**Dataset entries:**
═══
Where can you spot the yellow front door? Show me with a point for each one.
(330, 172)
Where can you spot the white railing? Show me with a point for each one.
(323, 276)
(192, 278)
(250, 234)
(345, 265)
═══
**What needs to be done:**
Beginning with the line that holds "Where can you spot the white", restate word for word every line down to the end of the data, and only those lines.

**Answer area:**
Where can you spot the white railing? Show me with a point for each one.
(323, 276)
(192, 278)
(250, 234)
(345, 265)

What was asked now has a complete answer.